» **Information supplied**
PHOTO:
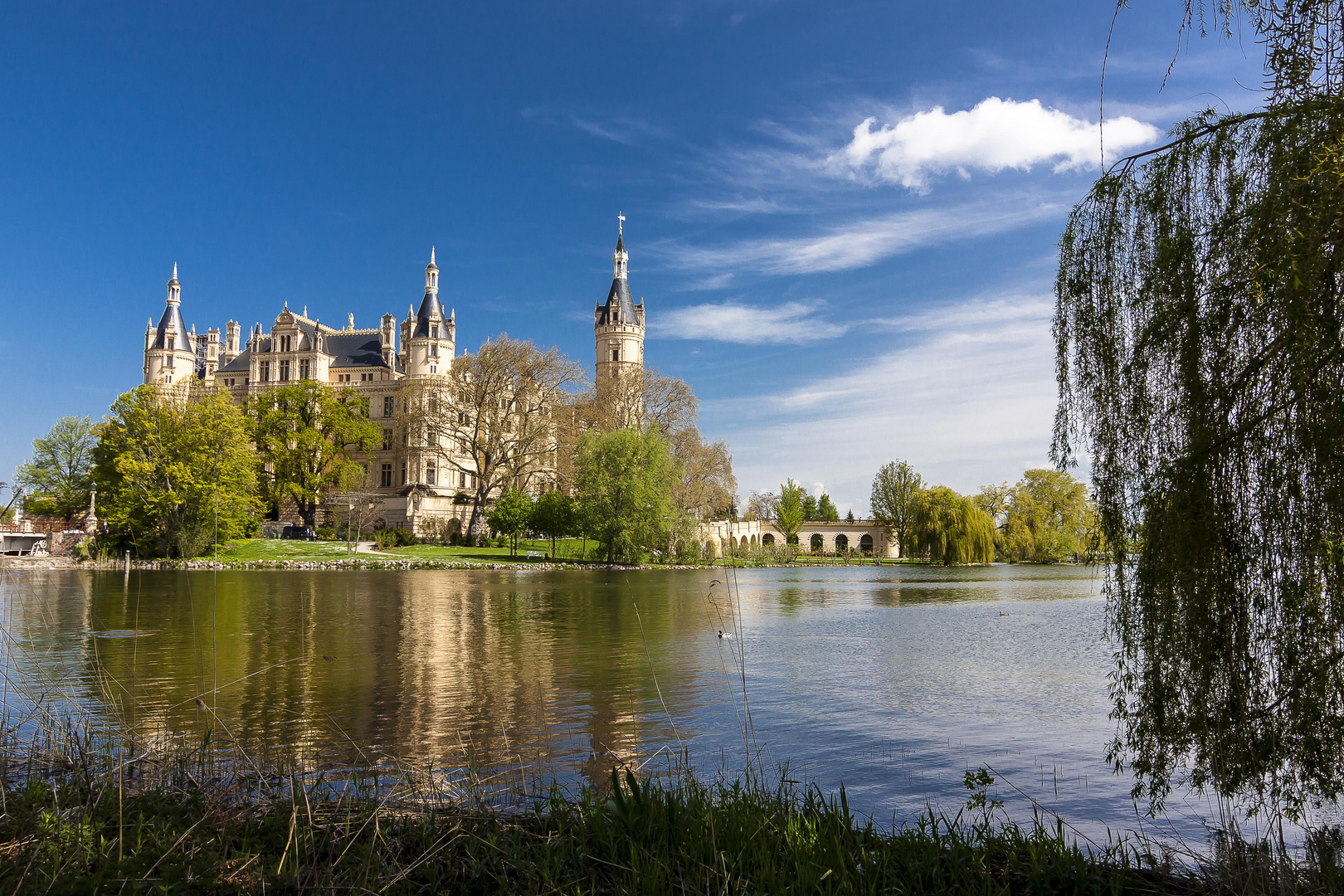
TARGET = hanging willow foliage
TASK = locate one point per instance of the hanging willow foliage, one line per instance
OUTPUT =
(1200, 363)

» **Set task**
Rewrite the data above, replacing "willow" with "birch" wherever it occurs and leaving everything else unchanged. Omit the pictures from the rewritten version.

» **Output for this exercise**
PHOTO:
TARGET = hanging birch foliage
TASK = locate one point per instance of the hanging birch foliage, one line per instance
OUTPUT =
(1200, 363)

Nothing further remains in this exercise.